___ EXTRACT PROVIDED

In either (i) or (iii), although the overall cost of the operation sequence is very low, an individual operation could take Ω(log m) or Ω(m) time respectively. If we wish to minimise the maximum cost of a single operation over the sequence, then choosing (say) $k = Θ (\sqrt{\log m})$ $k = Θ (\sqrt{\log m})$ in (ii), we get that no operation takes more than O(log m/ log log m) time. However, the cost of the entire sequence increases to Ω(f log m/ log log m). This result is due to [36].

In [37], the authors ask the question whether one can combine the best features of the results (i) (or (iii)) and (ii). Except possibly for a few extreme cases, this is achieved in [37, Theorem 11]. The result presented there has some technical restrictions (e.g., the algorithm needs to know the value of m in advance), but the authors claim that these are not essential.

______

## WHAT IS EXPECTED
Reproduce the passage on operation costs from "In either (i)" down to "are not essential.", word for word.

___ DATA SECTION

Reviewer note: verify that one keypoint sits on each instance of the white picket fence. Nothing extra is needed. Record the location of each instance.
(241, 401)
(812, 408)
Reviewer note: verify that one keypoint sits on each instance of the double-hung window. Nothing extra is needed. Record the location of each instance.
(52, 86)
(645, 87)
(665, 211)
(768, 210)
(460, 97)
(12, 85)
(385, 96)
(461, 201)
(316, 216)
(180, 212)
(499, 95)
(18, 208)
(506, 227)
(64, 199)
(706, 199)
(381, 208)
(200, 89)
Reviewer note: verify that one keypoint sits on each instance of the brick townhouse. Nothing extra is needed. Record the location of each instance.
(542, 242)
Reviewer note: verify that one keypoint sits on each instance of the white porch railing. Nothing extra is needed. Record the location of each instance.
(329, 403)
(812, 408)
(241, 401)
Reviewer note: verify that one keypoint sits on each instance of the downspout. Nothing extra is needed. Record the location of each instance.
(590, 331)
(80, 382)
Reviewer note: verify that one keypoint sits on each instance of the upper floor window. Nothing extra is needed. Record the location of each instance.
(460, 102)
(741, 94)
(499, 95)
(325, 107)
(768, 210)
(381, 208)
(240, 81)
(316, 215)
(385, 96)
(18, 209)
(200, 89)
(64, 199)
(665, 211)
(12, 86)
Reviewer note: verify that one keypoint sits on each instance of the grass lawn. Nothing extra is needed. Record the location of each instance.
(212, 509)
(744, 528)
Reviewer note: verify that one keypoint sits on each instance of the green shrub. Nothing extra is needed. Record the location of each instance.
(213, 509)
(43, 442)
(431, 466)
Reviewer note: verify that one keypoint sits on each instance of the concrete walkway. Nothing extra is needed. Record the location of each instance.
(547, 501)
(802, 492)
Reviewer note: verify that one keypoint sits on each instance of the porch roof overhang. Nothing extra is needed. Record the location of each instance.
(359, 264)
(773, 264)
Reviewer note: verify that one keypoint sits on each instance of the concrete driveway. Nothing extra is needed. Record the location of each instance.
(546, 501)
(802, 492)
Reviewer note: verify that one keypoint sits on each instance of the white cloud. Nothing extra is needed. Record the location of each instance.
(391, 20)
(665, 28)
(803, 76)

______

## REPLY TO THE TASK
In either (i) or (iii), although the overall cost of the operation sequence is very low, an individual operation could take Ω(log m) or Ω(m) time respectively. If we wish to minimise the maximum cost of a single operation over the sequence, then choosing (say) $k = Θ (\sqrt{\log m})$ $k = Θ (\sqrt{\log m})$ in (ii), we get that no operation takes more than O(log m/ log log m) time. However, the cost of the entire sequence increases to Ω(f log m/ log log m). This result is due to [36].

In [37], the authors ask the question whether one can combine the best features of the results (i) (or (iii)) and (ii). Except possibly for a few extreme cases, this is achieved in [37, Theorem 11]. The result presented there has some technical restrictions (e.g., the algorithm needs to know the value of m in advance), but the authors claim that these are not essential.